Document passage =>
● ● ● ● ●
The titles of the photograph were created by extrapolating the vowels of the address of each home where I have lived, from birth to the present; these vowels represent that which has remained of each house, as if they were memories. All these places have been to me sometimes like nests and sometimes like cages. There my ideas ‘grew up’ and my thoughts have been more free or less free, depending on the different characteristics of those places.
This project is meant to be an expression of repressed feelings of freedom – such as the ones birds experience in their cages.
I.
Dozing beneath the veil of Maya, we proceed to an imaginary reality in a prison of the mind. These cages of winged creatures, whose walls have been painted by man with their respective natural habitats, are an attempt to create a fictitious reality which can deceive the prisoner into believing he or she lives in a true yet intangible world.
II.
… After a period spent in the midst of thousands of sounds, my wish was to photograph silence. Wandering, I reached the Bronx Zoo, free to move about and photograph for hours. I noticed a sense of freedom which made me feel serene, in a dimension suspended between earth and the heavens. My only connection to reality was through sounds, simple, primitive. Not unlike the cries with which people and birds make their way into the world, with nothing more than simple syllables, such as “da-da” or “ma-ma.” Shot after shot, the singsong of baby talk reached my ears. Whether in suffering or liberty, the mysterious song of birds leaves an indelible trace, which, like cages set into a wall, will eternally preserve the lives and voices of those who inhabited them.
● ● ● ● ●
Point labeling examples
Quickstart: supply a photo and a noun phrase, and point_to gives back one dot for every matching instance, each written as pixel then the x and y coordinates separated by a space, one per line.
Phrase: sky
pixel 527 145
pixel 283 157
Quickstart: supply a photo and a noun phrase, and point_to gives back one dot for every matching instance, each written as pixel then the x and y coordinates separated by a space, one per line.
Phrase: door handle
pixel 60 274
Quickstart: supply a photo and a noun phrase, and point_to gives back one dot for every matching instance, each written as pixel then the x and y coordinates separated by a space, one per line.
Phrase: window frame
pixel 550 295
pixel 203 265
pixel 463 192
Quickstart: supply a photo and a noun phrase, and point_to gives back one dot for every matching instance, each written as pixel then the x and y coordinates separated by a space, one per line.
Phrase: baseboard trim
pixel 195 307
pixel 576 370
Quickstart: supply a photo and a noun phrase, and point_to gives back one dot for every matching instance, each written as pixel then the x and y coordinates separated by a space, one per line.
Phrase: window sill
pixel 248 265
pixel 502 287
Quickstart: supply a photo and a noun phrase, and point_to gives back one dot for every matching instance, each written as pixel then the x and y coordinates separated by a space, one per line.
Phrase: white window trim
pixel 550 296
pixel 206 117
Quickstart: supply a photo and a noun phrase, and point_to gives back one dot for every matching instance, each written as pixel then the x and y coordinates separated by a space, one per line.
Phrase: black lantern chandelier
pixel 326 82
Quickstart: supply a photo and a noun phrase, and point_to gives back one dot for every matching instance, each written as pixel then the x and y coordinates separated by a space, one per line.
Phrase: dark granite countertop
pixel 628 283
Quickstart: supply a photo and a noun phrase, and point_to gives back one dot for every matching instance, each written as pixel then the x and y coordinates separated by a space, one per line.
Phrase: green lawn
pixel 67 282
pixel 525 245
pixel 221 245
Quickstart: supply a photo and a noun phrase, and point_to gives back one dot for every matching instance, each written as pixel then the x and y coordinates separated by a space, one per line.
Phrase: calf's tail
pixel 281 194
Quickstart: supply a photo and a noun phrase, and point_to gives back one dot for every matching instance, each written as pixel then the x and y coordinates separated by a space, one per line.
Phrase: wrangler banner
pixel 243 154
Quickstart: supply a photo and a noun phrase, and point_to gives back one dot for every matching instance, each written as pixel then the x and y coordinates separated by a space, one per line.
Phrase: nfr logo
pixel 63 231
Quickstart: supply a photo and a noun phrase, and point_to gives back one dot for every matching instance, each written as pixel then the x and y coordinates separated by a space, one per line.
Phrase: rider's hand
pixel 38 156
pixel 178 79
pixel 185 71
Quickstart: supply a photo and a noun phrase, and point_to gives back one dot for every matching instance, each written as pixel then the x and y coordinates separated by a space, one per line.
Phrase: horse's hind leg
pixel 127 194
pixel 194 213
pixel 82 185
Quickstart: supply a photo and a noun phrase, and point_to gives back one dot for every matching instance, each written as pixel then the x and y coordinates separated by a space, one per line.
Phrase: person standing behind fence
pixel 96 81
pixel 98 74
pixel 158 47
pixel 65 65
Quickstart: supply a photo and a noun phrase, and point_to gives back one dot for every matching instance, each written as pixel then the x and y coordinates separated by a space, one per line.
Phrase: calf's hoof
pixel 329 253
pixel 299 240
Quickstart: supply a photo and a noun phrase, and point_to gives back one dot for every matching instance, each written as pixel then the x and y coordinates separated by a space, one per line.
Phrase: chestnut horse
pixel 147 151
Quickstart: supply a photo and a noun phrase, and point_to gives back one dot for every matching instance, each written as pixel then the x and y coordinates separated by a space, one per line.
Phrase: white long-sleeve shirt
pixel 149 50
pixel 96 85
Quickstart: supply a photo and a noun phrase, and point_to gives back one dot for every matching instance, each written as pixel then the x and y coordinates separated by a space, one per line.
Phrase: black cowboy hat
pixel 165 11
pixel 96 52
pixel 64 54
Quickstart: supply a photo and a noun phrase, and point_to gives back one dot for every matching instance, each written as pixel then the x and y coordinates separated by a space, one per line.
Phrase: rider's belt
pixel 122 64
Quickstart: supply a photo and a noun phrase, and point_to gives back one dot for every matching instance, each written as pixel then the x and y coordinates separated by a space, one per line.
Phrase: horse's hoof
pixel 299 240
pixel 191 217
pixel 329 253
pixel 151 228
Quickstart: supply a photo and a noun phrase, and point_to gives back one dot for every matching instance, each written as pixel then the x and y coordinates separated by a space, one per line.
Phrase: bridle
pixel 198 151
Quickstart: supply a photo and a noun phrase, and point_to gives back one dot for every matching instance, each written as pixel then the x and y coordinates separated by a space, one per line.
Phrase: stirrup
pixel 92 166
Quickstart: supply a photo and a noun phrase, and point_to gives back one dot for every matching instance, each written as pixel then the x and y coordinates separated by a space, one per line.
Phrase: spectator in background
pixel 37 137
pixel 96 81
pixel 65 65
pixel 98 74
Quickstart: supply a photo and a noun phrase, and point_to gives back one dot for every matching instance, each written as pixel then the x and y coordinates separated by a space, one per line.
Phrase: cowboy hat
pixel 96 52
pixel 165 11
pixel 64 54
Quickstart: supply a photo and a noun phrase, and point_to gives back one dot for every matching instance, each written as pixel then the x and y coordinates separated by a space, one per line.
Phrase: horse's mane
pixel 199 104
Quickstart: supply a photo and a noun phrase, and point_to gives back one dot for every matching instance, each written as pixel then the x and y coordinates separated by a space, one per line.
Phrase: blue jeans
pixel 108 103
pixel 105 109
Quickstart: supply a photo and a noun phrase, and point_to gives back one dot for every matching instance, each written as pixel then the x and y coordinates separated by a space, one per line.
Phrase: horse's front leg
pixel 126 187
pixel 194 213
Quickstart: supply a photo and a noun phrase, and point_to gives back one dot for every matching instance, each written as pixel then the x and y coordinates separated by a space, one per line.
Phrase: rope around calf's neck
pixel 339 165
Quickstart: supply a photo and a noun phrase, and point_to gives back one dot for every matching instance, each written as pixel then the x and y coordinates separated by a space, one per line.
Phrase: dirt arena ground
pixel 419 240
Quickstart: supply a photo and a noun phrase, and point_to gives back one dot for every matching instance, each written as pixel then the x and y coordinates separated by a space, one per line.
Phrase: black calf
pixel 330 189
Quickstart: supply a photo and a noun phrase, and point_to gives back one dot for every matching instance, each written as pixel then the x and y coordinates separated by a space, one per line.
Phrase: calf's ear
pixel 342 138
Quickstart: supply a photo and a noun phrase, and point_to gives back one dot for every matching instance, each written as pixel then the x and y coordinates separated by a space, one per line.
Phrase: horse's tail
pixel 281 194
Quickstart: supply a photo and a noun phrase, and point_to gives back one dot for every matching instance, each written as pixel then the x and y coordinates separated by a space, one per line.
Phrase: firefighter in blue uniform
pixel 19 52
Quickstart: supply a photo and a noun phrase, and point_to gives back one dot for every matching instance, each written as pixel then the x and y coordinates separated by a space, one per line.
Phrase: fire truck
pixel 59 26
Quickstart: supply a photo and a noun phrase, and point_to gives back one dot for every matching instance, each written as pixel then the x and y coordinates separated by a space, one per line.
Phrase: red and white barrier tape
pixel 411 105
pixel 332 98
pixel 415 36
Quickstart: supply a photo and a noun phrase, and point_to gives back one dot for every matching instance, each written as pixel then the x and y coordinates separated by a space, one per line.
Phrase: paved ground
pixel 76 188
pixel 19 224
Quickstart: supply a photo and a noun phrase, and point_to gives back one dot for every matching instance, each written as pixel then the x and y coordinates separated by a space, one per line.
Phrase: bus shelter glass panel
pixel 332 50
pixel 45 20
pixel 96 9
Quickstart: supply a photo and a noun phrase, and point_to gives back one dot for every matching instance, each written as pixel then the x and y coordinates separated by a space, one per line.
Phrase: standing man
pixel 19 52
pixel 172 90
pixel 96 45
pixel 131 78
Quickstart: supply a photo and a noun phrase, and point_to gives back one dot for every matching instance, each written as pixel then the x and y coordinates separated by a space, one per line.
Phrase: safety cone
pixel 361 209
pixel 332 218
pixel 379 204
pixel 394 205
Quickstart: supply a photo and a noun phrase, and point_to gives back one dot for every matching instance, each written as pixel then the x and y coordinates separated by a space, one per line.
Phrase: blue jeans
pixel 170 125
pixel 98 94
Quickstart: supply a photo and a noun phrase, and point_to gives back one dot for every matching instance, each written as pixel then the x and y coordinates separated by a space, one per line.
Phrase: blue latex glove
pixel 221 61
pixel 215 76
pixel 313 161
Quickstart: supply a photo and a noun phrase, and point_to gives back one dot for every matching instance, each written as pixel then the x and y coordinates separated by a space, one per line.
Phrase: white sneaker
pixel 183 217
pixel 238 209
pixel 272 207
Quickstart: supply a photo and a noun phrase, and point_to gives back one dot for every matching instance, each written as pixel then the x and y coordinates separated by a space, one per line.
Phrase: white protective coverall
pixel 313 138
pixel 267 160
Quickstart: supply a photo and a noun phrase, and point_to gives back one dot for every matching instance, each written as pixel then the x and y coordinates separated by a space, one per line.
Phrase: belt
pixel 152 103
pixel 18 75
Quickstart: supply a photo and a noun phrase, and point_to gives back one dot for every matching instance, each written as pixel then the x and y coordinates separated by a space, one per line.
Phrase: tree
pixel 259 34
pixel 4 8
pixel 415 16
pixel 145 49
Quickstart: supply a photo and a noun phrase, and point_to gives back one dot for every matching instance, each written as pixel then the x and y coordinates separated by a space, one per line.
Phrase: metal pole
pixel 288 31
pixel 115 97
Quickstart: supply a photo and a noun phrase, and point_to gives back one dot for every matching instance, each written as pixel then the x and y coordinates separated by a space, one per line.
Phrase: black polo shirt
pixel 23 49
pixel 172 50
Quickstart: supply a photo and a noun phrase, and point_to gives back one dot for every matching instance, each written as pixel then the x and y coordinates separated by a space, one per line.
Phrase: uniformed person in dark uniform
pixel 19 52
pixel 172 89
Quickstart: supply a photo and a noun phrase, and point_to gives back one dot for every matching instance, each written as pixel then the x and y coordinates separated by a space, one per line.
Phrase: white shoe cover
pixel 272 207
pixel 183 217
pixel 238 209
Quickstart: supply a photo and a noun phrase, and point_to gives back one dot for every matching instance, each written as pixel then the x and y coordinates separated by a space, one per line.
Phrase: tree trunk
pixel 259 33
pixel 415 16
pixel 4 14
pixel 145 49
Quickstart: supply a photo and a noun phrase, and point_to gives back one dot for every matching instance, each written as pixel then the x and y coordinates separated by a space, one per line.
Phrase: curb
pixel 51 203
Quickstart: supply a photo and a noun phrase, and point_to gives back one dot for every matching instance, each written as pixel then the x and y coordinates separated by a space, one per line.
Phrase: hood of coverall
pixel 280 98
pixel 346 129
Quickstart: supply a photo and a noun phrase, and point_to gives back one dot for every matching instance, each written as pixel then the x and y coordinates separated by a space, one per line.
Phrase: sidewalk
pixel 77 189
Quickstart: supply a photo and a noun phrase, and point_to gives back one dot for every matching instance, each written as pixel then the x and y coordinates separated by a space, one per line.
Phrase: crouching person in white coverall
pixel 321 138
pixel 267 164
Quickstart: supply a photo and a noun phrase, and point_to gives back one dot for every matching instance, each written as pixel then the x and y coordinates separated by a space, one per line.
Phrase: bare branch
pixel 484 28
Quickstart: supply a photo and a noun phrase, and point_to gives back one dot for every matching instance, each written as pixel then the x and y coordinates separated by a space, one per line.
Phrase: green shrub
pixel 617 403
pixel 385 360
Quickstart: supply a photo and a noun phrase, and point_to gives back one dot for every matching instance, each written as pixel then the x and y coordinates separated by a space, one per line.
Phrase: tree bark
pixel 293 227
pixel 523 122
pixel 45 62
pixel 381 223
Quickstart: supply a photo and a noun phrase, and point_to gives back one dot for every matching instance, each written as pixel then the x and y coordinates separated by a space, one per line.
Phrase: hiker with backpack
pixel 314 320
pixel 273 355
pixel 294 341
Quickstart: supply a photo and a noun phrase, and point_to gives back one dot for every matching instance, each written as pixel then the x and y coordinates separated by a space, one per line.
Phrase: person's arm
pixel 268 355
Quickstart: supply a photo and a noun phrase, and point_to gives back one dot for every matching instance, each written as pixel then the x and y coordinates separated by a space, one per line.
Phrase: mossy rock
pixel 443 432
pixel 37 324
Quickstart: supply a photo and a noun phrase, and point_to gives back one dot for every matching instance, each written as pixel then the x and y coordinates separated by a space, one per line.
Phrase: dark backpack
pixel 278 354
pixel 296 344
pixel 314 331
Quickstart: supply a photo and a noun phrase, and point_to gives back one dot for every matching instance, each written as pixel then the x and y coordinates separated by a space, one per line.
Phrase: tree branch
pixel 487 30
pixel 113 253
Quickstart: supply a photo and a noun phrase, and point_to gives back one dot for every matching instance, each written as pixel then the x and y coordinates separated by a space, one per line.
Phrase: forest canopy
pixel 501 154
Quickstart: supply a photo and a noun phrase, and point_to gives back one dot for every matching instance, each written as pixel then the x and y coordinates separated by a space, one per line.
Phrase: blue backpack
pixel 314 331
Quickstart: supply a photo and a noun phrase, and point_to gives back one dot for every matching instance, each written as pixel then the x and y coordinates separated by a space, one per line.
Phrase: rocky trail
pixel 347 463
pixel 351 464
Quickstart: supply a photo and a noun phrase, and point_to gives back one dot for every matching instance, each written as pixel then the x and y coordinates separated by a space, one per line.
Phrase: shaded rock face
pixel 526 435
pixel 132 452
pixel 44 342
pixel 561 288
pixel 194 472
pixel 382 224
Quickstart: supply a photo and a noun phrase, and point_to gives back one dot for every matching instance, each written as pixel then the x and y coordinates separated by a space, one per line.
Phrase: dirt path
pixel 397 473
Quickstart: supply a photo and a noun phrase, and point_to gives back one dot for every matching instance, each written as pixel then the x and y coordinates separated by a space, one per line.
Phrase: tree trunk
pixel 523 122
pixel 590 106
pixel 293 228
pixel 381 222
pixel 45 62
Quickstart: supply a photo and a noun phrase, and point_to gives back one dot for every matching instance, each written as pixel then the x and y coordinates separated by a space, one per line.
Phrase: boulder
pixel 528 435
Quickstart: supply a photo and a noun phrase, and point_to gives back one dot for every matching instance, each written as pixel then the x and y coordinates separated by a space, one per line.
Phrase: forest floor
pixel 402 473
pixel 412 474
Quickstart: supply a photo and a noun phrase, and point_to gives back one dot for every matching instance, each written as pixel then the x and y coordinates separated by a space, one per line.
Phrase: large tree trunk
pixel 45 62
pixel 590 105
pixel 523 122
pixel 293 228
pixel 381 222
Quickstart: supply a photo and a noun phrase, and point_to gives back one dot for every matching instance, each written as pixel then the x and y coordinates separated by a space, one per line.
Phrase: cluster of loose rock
● ● ● ● ●
Set of tasks =>
- 1) Answer these questions using the photography statement above the rows.
(a) How were the titles of the photographs created?
(b) Which place did the photographer reach while wandering?
(c) What have the walls of the cages been painted with?
- 2) Rewrite the photography statement between "The titles of" and "of those places.", inclusive, putting "shelters" in place of "nests".

Solutions for each task =>
- 1)
(a) By extrapolating the vowels of the address of each home where the photographer has lived, from birth to the present.
(b) The Bronx Zoo.
(c) The respective natural habitats of the winged creatures.

- 2)
The titles of the photograph were created by extrapolating the vowels of the address of each home where I have lived, from birth to the present; these vowels represent that which has remained of each house, as if they were memories. All these places have been to me sometimes like shelters and sometimes like cages. There my ideas ‘grew up’ and my thoughts have been more free or less free, depending on the different characteristics of those places.